Text section

################

SEATTLE -- Even at 37 years old, Alfonso Soriano can still make a difference.
"My swing is there now," said Soriano, who entered the weekend series hitting just .195 in June. "My hand is quick. I feel young. My hand is part of my swing. If my hand is quick, I have a lot of things to do to help the team."
Soriano, who had three hits including a home run in Friday's 5-4 loss, added three more hits Saturday. His home run was his ninth and the 381st of his career, tying him with Albert Belle for 63rd place on the career list.
The 15-year veteran in his seventh season with the Cubs is hoping that he can continue to contribute to the Cubs -- or perhaps a contending team as the trading deadline approaches. The Cubs are on the hook for one more year on his contract that pays $18 million a year.
"I just come to the ballpark every day and do my job," Soriano said. "I'm not putting nothing in my mind. The last couple years there was always trade rumors and nothing happens."
Cubs manager Dale Sveum, who had given Soriano a couple days off before the series to rest his legs, said, "the DH thing is working."
"A couple days off maybe helped to get to that form where he was last year at this time when he was taking off," Sveum added.

################

Prompt 1
Set down everything in the Soriano article from "Soriano, who had" down to "million a year.", word for word.
Prompt 2
Write the next part of the Soriano article, picking up after its last sentence.

Data
################

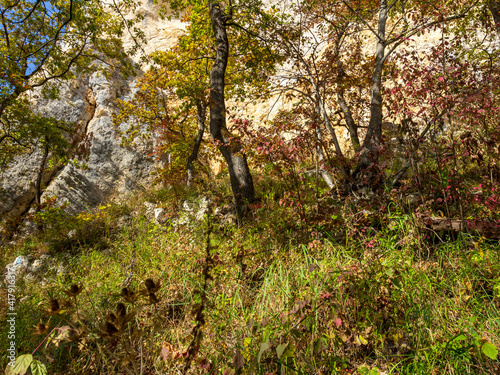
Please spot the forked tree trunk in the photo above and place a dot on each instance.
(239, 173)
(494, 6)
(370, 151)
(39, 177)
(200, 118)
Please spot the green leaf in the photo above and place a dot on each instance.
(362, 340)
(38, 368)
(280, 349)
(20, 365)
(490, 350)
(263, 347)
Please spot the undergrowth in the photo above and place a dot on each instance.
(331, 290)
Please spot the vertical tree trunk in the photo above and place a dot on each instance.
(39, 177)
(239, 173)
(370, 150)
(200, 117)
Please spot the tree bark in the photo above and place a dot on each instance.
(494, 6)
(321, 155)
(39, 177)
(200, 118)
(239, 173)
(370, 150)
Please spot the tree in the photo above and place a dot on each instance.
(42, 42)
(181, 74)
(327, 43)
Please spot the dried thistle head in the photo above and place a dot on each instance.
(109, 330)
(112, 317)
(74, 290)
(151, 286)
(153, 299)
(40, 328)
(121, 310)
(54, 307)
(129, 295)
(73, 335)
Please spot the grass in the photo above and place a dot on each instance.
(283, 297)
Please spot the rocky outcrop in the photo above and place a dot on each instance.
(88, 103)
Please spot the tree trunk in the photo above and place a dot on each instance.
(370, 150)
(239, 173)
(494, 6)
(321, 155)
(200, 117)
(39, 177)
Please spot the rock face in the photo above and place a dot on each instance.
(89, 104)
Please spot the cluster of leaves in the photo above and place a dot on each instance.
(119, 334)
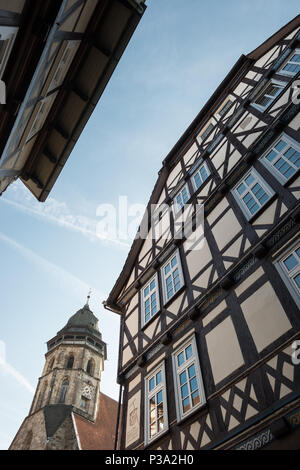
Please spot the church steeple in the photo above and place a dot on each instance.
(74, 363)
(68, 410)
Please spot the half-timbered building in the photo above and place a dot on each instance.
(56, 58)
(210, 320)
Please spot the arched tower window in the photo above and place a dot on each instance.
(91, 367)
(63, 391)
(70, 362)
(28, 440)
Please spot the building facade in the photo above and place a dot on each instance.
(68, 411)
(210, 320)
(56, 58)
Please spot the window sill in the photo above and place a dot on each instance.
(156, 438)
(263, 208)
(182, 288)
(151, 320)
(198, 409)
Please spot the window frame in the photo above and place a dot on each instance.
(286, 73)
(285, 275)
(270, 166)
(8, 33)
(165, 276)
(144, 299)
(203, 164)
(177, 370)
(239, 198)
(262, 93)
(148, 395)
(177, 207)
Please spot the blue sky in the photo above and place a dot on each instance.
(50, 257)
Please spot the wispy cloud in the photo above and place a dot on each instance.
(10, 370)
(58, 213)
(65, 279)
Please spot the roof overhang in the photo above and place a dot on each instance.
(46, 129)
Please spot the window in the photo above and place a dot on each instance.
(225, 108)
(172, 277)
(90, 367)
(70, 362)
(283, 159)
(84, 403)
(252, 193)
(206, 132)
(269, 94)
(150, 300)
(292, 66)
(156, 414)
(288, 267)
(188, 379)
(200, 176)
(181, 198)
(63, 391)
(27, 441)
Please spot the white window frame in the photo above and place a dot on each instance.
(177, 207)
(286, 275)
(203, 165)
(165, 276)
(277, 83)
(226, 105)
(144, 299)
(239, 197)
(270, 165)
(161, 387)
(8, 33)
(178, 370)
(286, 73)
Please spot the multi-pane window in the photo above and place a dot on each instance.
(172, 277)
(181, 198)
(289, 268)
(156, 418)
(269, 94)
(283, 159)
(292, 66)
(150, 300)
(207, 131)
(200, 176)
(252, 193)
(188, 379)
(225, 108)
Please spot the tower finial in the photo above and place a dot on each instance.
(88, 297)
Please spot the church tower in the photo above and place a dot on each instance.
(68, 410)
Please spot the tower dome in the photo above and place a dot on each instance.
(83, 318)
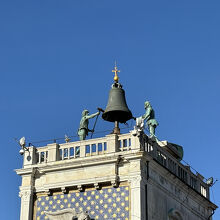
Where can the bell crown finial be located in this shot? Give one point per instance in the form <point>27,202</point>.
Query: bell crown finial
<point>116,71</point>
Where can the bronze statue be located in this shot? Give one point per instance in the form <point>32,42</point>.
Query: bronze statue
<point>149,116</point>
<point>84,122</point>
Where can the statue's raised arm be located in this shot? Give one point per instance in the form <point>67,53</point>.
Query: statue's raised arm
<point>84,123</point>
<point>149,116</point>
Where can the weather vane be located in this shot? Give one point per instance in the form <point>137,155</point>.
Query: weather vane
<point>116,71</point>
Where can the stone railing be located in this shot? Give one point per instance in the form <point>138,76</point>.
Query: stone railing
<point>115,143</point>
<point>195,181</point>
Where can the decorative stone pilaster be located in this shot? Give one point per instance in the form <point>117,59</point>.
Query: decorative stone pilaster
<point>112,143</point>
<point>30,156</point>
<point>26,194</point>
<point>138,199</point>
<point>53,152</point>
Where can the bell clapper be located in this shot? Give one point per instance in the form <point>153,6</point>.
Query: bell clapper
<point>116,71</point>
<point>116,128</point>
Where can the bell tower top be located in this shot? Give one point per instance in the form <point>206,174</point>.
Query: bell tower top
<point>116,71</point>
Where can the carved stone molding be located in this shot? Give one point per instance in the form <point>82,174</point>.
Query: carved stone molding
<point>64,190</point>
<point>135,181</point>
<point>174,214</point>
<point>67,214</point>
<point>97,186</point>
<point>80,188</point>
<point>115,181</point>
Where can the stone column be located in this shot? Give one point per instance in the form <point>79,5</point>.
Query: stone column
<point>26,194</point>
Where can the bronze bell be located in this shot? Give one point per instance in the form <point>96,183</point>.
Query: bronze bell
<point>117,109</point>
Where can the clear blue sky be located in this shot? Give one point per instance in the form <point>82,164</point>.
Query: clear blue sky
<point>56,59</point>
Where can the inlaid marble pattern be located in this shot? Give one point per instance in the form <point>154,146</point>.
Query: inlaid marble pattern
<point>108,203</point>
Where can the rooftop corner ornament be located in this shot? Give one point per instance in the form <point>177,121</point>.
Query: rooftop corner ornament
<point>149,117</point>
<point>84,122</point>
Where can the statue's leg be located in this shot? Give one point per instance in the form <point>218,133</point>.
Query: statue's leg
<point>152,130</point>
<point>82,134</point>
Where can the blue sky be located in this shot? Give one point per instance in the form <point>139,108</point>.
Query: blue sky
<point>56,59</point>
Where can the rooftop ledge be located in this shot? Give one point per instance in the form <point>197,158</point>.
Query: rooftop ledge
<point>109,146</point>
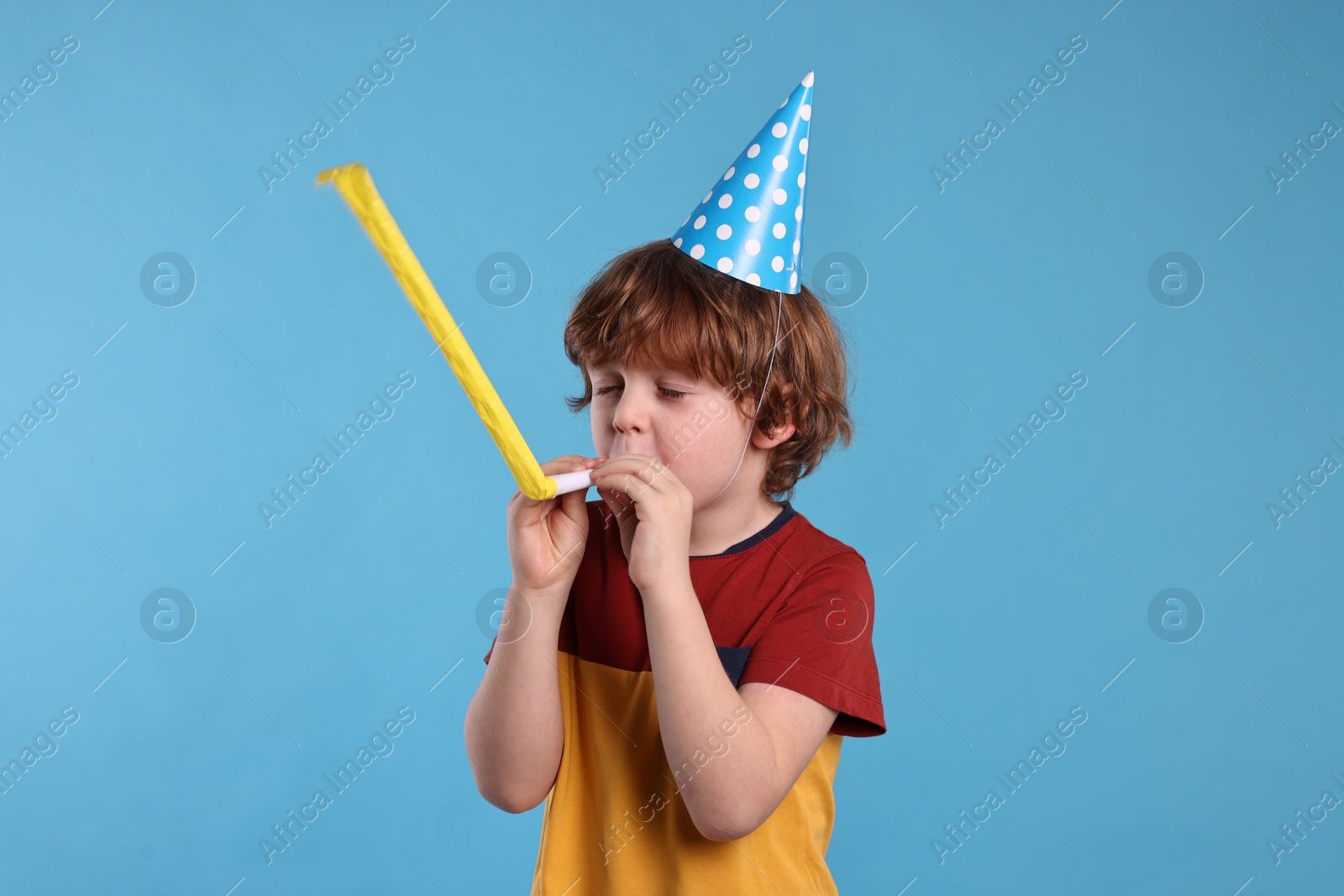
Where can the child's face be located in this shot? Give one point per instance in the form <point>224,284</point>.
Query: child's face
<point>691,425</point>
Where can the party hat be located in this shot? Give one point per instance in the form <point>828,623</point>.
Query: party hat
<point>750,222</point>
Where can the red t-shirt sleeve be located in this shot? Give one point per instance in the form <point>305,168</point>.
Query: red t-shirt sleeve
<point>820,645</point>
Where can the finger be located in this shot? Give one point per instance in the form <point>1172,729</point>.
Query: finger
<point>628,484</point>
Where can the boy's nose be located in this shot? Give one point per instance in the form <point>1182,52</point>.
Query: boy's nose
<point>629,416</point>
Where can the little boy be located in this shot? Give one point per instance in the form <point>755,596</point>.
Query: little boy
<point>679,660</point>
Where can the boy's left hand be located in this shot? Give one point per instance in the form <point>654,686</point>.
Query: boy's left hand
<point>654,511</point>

################

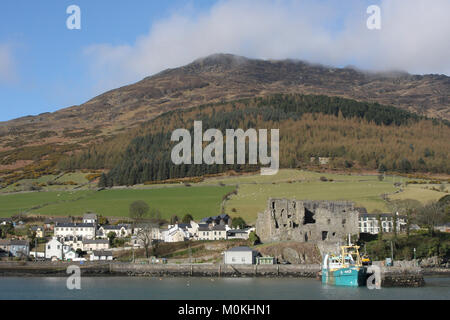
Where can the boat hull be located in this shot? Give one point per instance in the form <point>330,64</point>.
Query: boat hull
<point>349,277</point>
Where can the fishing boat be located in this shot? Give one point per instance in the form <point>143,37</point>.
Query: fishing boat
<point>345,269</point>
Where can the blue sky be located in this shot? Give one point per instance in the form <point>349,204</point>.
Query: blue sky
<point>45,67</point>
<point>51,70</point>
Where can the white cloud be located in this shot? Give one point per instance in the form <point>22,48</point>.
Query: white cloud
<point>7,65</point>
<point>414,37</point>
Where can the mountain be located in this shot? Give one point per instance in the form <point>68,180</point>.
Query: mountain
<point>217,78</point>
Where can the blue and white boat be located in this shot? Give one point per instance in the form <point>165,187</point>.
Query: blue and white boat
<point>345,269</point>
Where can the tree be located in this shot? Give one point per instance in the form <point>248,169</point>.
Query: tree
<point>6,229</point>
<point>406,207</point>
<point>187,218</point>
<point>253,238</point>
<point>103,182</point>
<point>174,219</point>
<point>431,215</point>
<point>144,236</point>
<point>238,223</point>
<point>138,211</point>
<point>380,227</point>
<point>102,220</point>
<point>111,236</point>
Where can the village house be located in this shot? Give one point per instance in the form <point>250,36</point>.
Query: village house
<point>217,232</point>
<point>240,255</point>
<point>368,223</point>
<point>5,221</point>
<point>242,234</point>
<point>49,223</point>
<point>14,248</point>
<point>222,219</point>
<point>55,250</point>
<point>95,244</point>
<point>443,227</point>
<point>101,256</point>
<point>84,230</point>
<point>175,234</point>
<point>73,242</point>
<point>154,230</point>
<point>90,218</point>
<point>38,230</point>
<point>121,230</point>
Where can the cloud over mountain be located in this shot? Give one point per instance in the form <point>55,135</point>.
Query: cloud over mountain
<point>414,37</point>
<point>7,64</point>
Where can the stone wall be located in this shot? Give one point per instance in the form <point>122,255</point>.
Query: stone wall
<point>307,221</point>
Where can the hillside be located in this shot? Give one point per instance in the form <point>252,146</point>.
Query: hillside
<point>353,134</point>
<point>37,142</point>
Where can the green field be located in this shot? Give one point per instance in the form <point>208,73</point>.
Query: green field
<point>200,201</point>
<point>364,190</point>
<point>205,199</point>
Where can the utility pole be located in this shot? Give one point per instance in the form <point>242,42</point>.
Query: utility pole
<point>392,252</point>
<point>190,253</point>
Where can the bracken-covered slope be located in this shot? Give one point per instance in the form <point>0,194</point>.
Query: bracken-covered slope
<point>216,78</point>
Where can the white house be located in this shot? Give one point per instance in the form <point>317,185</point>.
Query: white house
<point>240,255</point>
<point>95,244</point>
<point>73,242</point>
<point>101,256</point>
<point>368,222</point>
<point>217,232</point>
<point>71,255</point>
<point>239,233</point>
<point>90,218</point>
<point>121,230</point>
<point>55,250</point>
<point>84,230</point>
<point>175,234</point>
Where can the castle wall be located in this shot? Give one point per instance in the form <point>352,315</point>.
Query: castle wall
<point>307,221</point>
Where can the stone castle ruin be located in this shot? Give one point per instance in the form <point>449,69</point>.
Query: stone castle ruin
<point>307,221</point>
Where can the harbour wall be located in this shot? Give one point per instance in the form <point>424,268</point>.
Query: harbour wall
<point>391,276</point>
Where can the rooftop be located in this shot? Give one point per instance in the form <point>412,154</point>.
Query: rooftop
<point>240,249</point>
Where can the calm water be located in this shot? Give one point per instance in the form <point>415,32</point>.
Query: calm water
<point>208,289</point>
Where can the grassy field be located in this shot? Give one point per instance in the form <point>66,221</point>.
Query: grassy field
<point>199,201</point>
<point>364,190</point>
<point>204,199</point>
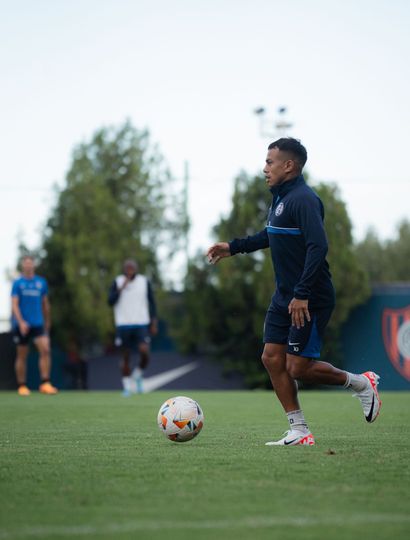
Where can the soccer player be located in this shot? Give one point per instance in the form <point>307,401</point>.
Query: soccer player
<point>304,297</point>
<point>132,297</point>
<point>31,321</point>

################

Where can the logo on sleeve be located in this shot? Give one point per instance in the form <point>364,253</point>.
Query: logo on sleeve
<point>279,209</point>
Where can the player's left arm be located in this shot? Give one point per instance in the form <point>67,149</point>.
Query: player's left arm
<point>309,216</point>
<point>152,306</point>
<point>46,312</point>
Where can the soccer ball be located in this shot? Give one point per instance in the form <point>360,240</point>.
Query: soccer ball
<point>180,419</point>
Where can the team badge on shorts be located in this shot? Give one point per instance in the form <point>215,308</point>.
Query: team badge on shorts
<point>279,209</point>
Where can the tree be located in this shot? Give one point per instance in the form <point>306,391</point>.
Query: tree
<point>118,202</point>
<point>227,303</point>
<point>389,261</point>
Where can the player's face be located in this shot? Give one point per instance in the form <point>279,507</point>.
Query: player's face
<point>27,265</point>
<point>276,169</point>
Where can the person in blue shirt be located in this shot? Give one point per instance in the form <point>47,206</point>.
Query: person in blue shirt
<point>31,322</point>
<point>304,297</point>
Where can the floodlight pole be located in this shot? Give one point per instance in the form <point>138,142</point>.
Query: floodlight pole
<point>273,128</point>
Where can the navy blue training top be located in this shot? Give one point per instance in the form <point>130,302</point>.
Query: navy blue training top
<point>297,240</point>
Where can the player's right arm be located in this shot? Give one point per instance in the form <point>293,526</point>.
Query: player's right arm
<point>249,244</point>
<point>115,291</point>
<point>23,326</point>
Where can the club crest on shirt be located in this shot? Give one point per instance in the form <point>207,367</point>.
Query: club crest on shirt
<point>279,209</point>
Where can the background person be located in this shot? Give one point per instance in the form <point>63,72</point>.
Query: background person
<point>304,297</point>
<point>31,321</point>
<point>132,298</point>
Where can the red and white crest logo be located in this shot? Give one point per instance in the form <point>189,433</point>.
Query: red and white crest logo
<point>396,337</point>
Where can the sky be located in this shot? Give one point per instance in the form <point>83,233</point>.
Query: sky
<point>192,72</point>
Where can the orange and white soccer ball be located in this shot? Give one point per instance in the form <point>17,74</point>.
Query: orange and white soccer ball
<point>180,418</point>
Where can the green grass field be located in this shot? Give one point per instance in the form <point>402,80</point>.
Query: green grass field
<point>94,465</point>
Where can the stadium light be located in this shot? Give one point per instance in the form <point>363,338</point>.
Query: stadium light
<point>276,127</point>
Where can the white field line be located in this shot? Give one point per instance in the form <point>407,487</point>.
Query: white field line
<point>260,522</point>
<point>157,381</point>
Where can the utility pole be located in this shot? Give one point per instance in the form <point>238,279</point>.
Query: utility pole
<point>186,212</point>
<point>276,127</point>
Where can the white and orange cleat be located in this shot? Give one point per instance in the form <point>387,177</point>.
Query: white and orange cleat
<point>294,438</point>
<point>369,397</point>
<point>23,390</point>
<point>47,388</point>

################

Answer section 1
Soriano, who had three hits including a home run in Friday's 5-4 loss, added three more hits Saturday. His home run was his ninth and the 381st of his career, tying him with Albert Belle for 63rd place on the career list.
The 15-year veteran in his seventh season with the Cubs is hoping that he can continue to contribute to the Cubs -- or perhaps a contending team as the trading deadline approaches. The Cubs are on the hook for one more year on his contract that pays $18 million a year.

Answer section 2
"That was all Nate," Sveum said. "I didn't know he had that in his tool box. It was a good way to get things going."
Soriano then connected on a 1-2 pitch over the center-field wall, 391 feet away.
"I was trying to go higher because I know he's a very good low-ball hitter and I just missed the pitch," Perez said.
"Everyone knows Soriano is a very good low-ball hitter and he just golfed the ball. Every time there is a winner and a loser in a game. That (loser) was me today."
It ended Perez's 14-game scoreless streak.
The Mariners had tied the game with two outs in the ninth. Pinch-hitter Henry Blanco earned a one-out walk off Kevin Gregg to start the ninth-inning rally. Michael Saunders ran for him. Nick Franklin moved Saunders to second with a right-side groundout.
Endy Chavez, on a 0-for-19 slide entering his at-bat, sliced a single into shallow center, scoring Saunders with the tying run.
"It was up a little bit," Gregg said. "He fought it off enough to get it over second base. It happens."
Gregg had been a perfect 13 for 13 in save opportunities this season. His last blown save was Sept. 10, 2011, while with Baltimore at Toronto.
Parker was the losing pitcher Friday in Seattle's comeback 5-4 victory in 10 innings.
Cubs starter Jeff Samardzija allowed six hits and two runs over his seven innings. He struck out five and walked three.
Aaron Harang worked eight innings for the Mariners, allowing three runs on five hits. In three starts against National League teams this season, Harang is 1-2 with a 1.96 ERA. By contrast, he is 2-6 with a 6.52 ERA in start against American League teams.
Mariners center fielder Dustin Ackley had to leave the game in the ninth after a diving attempt of Soriano's flyball. He was diagnosed with sprained left thumb and received precautionary X-rays.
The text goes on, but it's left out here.